==== Textausschnitt ====

Freue mich auf eure Anregungen. Danke!


----------



## FreezerX (9. Mai 2012)

*AW: CPU-Kühler für i5-3570K@4.0GHz mit max. Höhe 145mm gesucht*

Ich denke nicht, dass es zu Platzproblemen kommt. Habe schon große Thermalright Kühler auf µATX Boards gesehen.


----------



## OdlG (9. Mai 2012)

*AW: CPU-Kühler für i5-3570K@4.0GHz mit max. Höhe 145mm gesucht*

die 14cm sind durch mein gehäuse gegeben, falls ich dich jetzt richtig verstehe... da komme ich nicht drum herum


----------



## FreezerX (9. Mai 2012)

*AW: CPU-Kühler für i5-3570K@4.0GHz mit max. Höhe 145mm gesucht*

Meine Antwort bezieht sich auf monkey_cb.
Für deine Frage eröffnest du lieber einen neuen Thread .


----------



## Ryle (9. Mai 2012)

*AW: CPU-Kühler für i5-3570K@4.0GHz mit max. Höhe 145mm gesucht*

be quiet! Shadow Rock TopFlow SR1
Hab ich selbst auf nem µATX Board und in nem Define Mini. Passt bei dir definitiv auch rein, selbst hohe Rams passen drunter. Übrigens stellen die Kühler auf dem Board keine Probleme für aktuelle Kühler dar, da gibt es sehr sehr wenige Ausnahmen. Einzige Einschränkung ist mehr als 140mm Breite wegen der Grafikkarte und bei dir eben die Höhe. Aber der Top Blow Kühler von be quiet passt in jedem Fall, ist günstig und performed sogar besser als die meisten *hochwertigen* Tower Kühler, speziell bei niedrigen Drehzahlen.


----------



## OdlG (9. Mai 2012)

*AW: CPU-Kühler für i5-3570K@4.0GHz mit max. Höhe 145mm gesucht*

ich finde den kühlkörper vom noctua so cool, will aber lieber nen 120/140er bequiet lüfter drauf schnallen. weiß einer von euch, ob das geht? im endeffekt soll aber der bessere kühlkörper rein. der bequiet soll ja bis 150W gehen. zum noctua habe ich nix gefunden, sieht aber fast noch besser aus von der leistung her


----------



## blautemple (9. Mai 2012)

==== Datenteil ====

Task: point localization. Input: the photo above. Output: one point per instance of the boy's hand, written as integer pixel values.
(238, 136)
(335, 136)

====

Aufgabe 1: Welchen CPU-Kühler empfiehlt Ryle im Textausschnitt?
Aufgabe 2: Übersetze den Satz „Ich denke nicht, dass es zu Platzproblemen kommt.“ aus dem Textausschnitt ins Englische.
Aufgabe 3: Gib den Textausschnitt von „Meine Antwort bezieht“ bis einschließlich „bei niedrigen Drehzahlen.“ wortgetreu wieder.
Das Material steht für sich und gehört nicht zum Textausschnitt.

Ergebnis 1: Den be quiet! Shadow Rock TopFlow SR1.

Ergebnis 2: I don't think there will be any space problems.

Ergebnis 3:
Meine Antwort bezieht sich auf monkey_cb.
Für deine Frage eröffnest du lieber einen neuen Thread .


----------



## Ryle (9. Mai 2012)

*AW: CPU-Kühler für i5-3570K@4.0GHz mit max. Höhe 145mm gesucht*

be quiet! Shadow Rock TopFlow SR1
Hab ich selbst auf nem µATX Board und in nem Define Mini. Passt bei dir definitiv auch rein, selbst hohe Rams passen drunter. Übrigens stellen die Kühler auf dem Board keine Probleme für aktuelle Kühler dar, da gibt es sehr sehr wenige Ausnahmen. Einzige Einschränkung ist mehr als 140mm Breite wegen der Grafikkarte und bei dir eben die Höhe. Aber der Top Blow Kühler von be quiet passt in jedem Fall, ist günstig und performed sogar besser als die meisten *hochwertigen* Tower Kühler, speziell bei niedrigen Drehzahlen.